### SELECTED EXCERPT
Soldiers injured in combat are at high risk for sepsis, a serious systemic infection that can result from an infected wound and is fatal if left untreated. The Defense Advanced Research Projects Agency (DARPA) partnered with a medical device company to develop a portable device for treatment of sepsis utilizing the same principals as a dialysis machine. DARPA came to Battelle for assistance in developing a user interface appropriate for military users in the field. 


Battelle used principles of Human Centric Design (HCD) and early formative research with end users to develop prototypes for the layout of the system and the software Graphical User Interface (GUI). The team used an iterative design process, testing each iteration of the prototypes with end users. These tests were used to verify that the system would meet users’ expectations for completing specific tasks—in this case, administering a blood-filtering therapy to treat sepsis. Researchers observed end users interacting with the prototypes to evaluate preventable use errors that could result in patient risk. Results were used to refine the designs.

[Items from a dataset]

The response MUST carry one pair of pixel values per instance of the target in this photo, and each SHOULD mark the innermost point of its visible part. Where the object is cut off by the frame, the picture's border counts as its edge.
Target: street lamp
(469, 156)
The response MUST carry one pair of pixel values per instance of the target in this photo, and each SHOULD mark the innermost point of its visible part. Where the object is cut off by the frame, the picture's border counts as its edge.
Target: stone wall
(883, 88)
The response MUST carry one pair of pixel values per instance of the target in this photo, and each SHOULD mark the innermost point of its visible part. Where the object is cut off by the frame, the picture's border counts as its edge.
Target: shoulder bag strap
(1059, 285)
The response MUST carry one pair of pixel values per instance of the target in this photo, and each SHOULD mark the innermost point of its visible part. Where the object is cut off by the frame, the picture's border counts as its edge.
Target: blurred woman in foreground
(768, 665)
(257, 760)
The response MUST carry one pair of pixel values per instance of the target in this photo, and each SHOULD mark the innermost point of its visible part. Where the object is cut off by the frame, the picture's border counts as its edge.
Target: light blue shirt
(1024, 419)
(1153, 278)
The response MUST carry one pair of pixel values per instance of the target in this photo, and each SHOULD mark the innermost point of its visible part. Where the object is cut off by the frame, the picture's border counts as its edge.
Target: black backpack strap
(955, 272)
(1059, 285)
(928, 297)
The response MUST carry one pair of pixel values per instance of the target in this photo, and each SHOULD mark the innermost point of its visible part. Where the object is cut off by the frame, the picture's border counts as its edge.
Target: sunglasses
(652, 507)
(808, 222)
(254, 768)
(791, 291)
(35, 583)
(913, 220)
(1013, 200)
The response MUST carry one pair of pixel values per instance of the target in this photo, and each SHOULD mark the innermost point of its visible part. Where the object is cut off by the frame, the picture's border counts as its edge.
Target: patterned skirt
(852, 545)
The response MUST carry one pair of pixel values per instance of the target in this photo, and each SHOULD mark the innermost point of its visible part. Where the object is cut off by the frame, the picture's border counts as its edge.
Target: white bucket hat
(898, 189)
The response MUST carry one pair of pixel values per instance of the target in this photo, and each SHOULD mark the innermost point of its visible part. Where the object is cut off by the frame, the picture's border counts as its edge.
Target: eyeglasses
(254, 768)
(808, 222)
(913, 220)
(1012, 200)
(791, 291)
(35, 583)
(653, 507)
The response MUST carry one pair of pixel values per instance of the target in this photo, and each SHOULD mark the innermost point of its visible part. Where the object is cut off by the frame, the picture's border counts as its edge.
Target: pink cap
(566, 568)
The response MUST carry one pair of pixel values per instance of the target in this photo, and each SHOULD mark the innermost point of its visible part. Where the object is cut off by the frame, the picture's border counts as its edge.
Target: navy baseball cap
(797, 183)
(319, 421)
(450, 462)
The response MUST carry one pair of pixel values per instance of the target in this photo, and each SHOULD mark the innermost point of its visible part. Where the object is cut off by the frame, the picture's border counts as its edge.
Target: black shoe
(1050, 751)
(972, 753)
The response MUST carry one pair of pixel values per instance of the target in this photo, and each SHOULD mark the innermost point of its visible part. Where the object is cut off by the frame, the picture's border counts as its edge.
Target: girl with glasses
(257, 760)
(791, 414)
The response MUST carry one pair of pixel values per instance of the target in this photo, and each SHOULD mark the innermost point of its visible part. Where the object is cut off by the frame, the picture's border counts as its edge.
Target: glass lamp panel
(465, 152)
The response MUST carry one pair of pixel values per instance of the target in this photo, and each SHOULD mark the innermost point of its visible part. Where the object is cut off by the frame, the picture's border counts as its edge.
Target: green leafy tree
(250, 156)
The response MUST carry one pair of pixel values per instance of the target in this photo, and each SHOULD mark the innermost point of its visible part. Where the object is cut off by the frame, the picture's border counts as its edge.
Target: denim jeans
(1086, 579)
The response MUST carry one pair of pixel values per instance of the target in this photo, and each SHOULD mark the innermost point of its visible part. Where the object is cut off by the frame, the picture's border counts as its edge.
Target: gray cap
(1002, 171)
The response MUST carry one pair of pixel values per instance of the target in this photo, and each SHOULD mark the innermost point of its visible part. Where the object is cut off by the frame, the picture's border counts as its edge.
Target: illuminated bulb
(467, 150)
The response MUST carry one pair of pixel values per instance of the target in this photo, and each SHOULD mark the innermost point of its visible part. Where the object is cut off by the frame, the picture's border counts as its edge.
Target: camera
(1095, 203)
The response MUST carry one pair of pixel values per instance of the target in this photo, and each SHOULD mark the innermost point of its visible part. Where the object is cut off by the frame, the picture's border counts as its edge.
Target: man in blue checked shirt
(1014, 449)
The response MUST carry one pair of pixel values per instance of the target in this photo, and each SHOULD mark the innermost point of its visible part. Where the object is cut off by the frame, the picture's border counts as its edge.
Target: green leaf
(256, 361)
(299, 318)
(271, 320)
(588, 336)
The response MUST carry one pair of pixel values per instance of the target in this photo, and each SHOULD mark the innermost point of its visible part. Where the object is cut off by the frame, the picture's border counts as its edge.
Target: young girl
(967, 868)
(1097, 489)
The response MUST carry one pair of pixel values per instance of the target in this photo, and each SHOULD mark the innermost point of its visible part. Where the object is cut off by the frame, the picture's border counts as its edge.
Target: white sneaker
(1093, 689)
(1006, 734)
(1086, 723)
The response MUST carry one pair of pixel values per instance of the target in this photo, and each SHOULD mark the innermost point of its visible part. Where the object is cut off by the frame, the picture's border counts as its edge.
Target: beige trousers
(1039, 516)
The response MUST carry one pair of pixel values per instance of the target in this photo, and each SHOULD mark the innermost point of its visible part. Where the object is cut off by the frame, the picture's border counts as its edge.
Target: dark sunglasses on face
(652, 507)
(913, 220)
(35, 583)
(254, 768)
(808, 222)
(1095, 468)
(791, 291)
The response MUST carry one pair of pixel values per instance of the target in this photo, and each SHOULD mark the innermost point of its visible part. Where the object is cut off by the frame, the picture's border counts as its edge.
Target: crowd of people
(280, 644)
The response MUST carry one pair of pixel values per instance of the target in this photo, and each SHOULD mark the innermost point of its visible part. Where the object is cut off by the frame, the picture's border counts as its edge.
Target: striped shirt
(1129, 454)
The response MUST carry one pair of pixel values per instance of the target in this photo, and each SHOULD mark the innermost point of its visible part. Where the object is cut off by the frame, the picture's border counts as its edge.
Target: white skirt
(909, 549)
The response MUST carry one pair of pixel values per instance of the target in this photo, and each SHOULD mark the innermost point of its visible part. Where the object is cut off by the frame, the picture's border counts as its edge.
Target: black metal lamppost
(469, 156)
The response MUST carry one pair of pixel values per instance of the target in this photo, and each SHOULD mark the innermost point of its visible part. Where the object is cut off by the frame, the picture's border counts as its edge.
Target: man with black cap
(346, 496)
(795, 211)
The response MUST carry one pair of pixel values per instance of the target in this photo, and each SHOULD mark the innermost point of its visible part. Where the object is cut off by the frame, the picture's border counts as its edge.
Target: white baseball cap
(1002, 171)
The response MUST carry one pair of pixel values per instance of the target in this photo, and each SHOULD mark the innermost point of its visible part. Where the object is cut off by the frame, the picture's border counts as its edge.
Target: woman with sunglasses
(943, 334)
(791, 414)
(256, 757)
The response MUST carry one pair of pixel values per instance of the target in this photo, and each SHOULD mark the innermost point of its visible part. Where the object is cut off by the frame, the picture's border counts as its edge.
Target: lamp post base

### EXERCISE REQUIREMENTS
1 – In the passage on the portable sepsis treatment device, what did DARPA ask Battelle to help develop?
2 – Pick up the passage on the portable sepsis treatment device after its final sentence and continue it.

### RESULTS OF THE TASKS
1 – A user interface suited to military users in the field.

2 –
Battelle’s user research and HCD-based development work resulted in an interface and GUI that minimize use errors that may lead to patient safety risk. Battelle is now conducting human factors research on the final product for FDA regulatory submission. Battelle’s comprehensive HCD services allowed DARPA to streamline development timelines with an all-inclusive program that carried them from early conceptual research to final submission. Once the device is approved for use, it will give military medics an important new tool to prevent deaths from sepsis in military hospitals and in the field.